* [SOAL YANG DIBERIKAN A]
Jawablah pertanyaan berikut berdasarkan kutipan.
(i) Apa yang sama-sama diyakini oleh pemilih 01 dan 02?
(ii) Apa yang diabaikan oleh mereka?
(iii) Apa yang distimuli oleh penolakan dari pemilih kompetitor?
* [SOAL YANG DIBERIKAN B] Tuliskan baris-baris catatan sebagai daftar bernomor tanpa baris kosong, mulai dari awal catatan sampai dengan baris yang memuat "pixel 299 473", baris itu ikut disertakan.

* [KUTIPAN]

-- -- --

Secara umum dapat dikatakan , pemilih 01 dan 02 berbagi kesamaan dalam sejumlah hal. Pertama, mereka sama-sama meyakini telah melakukan pilihan tepat. Mereka meyakini itu karena merasa disarkan informasi akurat dan  argumentasi kuat. Yang mereka abaikan adanya bias preferensi awal yang memengaruhi cara mereka mengolah informasi yang datang belakangan. Berbekal keyakinan ini mereka mulai memiliki kawajiban mulia untuk “meluruskan” pemilih lawan yang dinilainya keliru atau terpedaya. Penolakan dari pemilih kompetitor menstimuli kemarahan baru. Dan, ini menjadi personal sifatnya karena yang kemudian dipersoalkan adalah sikap dari teman, kolega atau kerabat.

-- -- --

[Catatan penunjukan objek bernama]
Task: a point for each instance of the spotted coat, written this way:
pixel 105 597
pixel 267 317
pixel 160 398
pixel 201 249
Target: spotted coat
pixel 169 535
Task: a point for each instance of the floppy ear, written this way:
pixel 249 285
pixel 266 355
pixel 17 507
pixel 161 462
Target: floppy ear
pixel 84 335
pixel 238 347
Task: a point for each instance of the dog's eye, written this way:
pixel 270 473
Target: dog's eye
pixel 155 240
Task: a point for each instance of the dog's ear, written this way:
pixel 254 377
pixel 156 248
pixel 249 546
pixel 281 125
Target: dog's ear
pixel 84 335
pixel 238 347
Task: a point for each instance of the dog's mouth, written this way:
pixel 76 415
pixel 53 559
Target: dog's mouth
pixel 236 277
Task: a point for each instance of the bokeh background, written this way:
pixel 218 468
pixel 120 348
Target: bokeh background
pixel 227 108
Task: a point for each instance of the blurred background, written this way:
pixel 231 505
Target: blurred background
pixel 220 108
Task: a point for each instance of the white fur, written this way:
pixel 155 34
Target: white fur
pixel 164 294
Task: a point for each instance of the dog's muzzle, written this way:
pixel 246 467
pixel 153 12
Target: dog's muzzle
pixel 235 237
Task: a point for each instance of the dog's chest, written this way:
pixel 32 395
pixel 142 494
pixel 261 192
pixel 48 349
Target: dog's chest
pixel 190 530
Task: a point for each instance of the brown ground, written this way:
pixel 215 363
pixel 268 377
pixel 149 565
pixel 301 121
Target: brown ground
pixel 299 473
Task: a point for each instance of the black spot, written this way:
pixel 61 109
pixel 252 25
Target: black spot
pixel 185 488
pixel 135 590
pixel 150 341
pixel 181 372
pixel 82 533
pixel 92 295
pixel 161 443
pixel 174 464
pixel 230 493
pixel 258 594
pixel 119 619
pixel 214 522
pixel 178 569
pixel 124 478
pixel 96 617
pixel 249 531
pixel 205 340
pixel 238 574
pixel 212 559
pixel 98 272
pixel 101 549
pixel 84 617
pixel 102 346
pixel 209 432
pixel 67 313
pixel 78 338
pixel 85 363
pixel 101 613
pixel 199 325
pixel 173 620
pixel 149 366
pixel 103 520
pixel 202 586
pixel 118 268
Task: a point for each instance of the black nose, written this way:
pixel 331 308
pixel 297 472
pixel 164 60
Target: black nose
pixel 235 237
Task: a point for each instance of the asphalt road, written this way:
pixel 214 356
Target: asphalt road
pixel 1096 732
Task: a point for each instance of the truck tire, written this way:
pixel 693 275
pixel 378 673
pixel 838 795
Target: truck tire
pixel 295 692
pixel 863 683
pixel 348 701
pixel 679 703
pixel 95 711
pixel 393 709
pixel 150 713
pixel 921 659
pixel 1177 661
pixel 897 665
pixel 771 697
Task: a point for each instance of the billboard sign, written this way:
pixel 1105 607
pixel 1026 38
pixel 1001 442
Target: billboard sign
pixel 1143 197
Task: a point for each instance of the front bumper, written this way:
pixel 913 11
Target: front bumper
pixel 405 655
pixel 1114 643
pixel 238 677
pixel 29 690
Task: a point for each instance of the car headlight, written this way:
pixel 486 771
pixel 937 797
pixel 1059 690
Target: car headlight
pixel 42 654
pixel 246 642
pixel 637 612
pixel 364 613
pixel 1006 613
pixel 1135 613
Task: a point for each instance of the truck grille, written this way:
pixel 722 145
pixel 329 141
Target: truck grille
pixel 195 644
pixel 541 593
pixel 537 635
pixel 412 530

-- -- --

* [JAWABAN A]
(i) Mereka sama-sama meyakini telah melakukan pilihan tepat.
(ii) Mereka mengabaikan adanya bias preferensi awal yang memengaruhi cara mereka mengolah informasi yang datang belakangan.
(iii) Penolakan itu menstimuli kemarahan baru.

* [JAWABAN B]
1. Task: a point for each instance of the spotted coat, written this way:
2. pixel 105 597
3. pixel 267 317
4. pixel 160 398
5. pixel 201 249
6. Target: spotted coat
7. pixel 169 535
8. Task: a point for each instance of the floppy ear, written this way:
9. pixel 249 285
10. pixel 266 355
11. pixel 17 507
12. pixel 161 462
13. Target: floppy ear
14. pixel 84 335
15. pixel 238 347
16. Task: a point for each instance of the dog's eye, written this way:
17. pixel 270 473
18. Target: dog's eye
19. pixel 155 240
20. Task: a point for each instance of the dog's ear, written this way:
21. pixel 254 377
22. pixel 156 248
23. pixel 249 546
24. pixel 281 125
25. Target: dog's ear
26. pixel 84 335
27. pixel 238 347
28. Task: a point for each instance of the dog's mouth, written this way:
29. pixel 76 415
30. pixel 53 559
31. Target: dog's mouth
32. pixel 236 277
33. Task: a point for each instance of the bokeh background, written this way:
34. pixel 218 468
35. pixel 120 348
36. Target: bokeh background
37. pixel 227 108
38. Task: a point for each instance of the blurred background, written this way:
39. pixel 231 505
40. Target: blurred background
41. pixel 220 108
42. Task: a point for each instance of the white fur, written this way:
43. pixel 155 34
44. Target: white fur
45. pixel 164 294
46. Task: a point for each instance of the dog's muzzle, written this way:
47. pixel 246 467
48. pixel 153 12
49. Target: dog's muzzle
50. pixel 235 237
51. Task: a point for each instance of the dog's chest, written this way:
52. pixel 32 395
53. pixel 142 494
54. pixel 261 192
55. pixel 48 349
56. Target: dog's chest
57. pixel 190 530
58. Task: a point for each instance of the brown ground, written this way:
59. pixel 215 363
60. pixel 268 377
61. pixel 149 565
62. pixel 301 121
63. Target: brown ground
64. pixel 299 473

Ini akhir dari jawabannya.